Goal of the exercise.
Return exactly the lines below, starting with the one that has "Target: runway centerline marking" and going on through the one that has "<point>136,470</point>".

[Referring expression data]
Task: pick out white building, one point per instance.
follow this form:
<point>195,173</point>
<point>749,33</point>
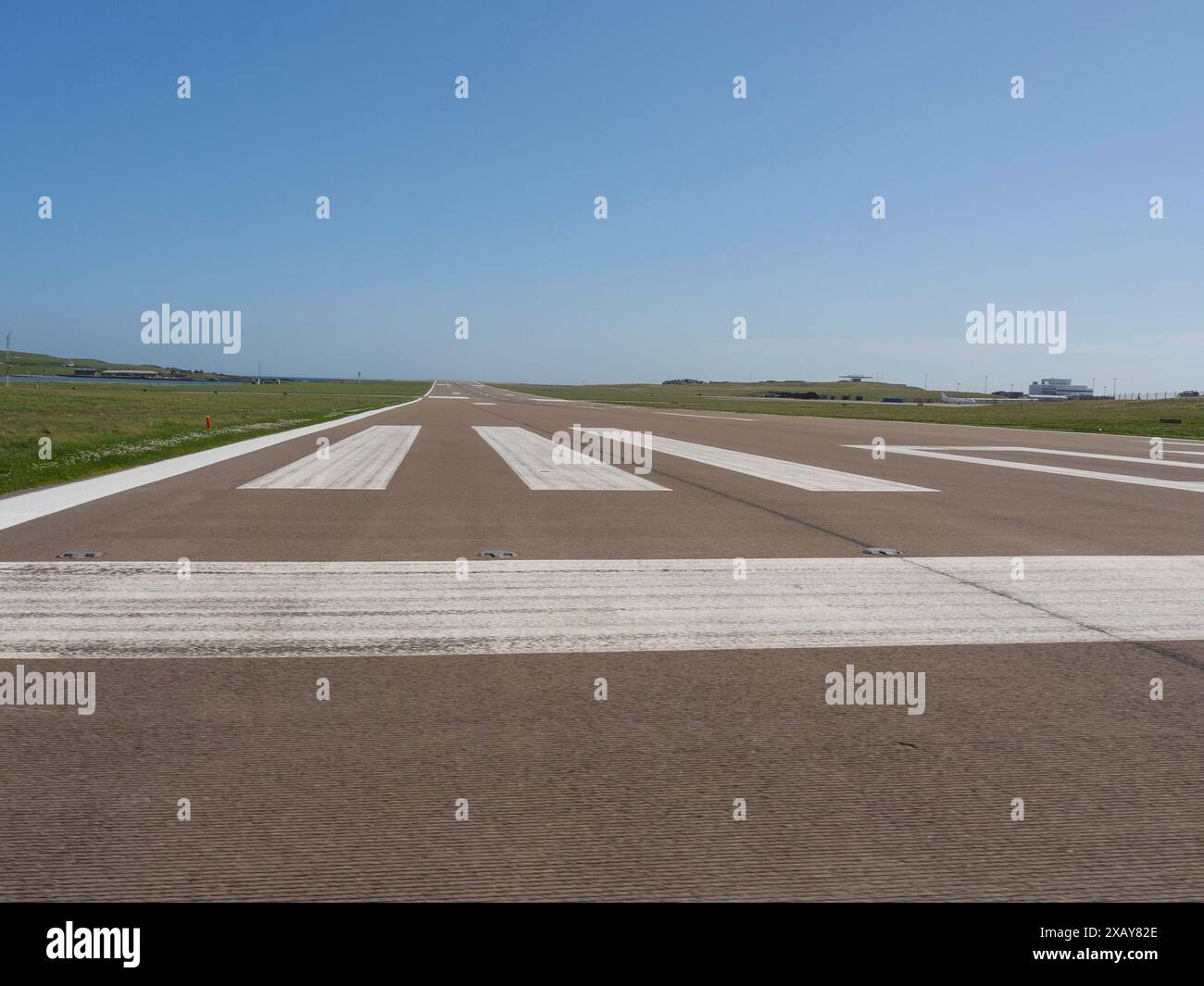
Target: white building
<point>1059,387</point>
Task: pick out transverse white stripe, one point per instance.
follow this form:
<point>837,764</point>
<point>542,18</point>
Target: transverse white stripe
<point>362,461</point>
<point>530,456</point>
<point>284,609</point>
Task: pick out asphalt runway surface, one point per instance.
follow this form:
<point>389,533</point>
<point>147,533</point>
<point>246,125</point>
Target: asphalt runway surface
<point>714,578</point>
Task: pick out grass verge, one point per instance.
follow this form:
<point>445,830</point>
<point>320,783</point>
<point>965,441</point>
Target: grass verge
<point>1107,417</point>
<point>103,428</point>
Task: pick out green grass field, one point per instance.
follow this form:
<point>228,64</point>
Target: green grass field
<point>100,428</point>
<point>1108,417</point>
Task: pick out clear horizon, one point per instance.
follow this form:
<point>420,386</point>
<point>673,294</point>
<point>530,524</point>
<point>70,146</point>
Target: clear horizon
<point>718,207</point>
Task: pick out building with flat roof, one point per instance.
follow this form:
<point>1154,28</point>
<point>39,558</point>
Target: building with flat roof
<point>1059,387</point>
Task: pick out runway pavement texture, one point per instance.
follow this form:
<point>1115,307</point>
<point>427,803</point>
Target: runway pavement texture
<point>1047,585</point>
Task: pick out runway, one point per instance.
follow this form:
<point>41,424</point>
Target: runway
<point>1043,581</point>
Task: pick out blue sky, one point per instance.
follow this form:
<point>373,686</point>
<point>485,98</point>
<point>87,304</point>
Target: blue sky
<point>718,207</point>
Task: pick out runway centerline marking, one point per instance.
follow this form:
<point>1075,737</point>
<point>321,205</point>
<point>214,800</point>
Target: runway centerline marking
<point>408,608</point>
<point>1111,477</point>
<point>366,460</point>
<point>530,456</point>
<point>786,472</point>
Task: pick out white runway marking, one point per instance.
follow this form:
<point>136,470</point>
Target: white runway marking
<point>31,505</point>
<point>530,456</point>
<point>289,609</point>
<point>709,417</point>
<point>1142,460</point>
<point>1112,477</point>
<point>362,461</point>
<point>797,474</point>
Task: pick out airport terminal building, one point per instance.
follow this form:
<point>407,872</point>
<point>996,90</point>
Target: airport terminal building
<point>1059,387</point>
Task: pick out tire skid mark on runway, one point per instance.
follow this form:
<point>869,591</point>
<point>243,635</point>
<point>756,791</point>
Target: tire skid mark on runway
<point>253,609</point>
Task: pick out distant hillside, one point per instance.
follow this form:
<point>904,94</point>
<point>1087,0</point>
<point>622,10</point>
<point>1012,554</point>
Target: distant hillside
<point>43,365</point>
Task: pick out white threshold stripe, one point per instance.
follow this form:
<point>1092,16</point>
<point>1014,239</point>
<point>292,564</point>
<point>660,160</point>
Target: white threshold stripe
<point>1138,459</point>
<point>362,461</point>
<point>1112,477</point>
<point>290,609</point>
<point>35,504</point>
<point>709,417</point>
<point>797,474</point>
<point>530,456</point>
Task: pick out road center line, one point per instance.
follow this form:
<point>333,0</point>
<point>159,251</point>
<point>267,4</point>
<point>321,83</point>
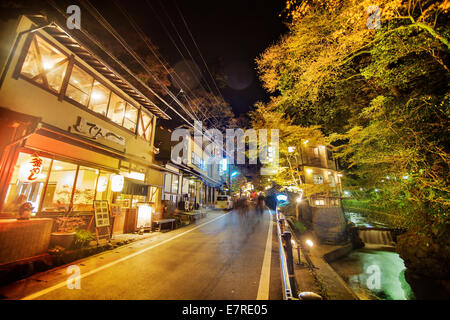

Exercise answer.
Target: runway centerline marking
<point>408,608</point>
<point>1111,477</point>
<point>366,460</point>
<point>530,456</point>
<point>786,472</point>
Task: pick out white runway marking, one point per instance.
follow this form:
<point>136,470</point>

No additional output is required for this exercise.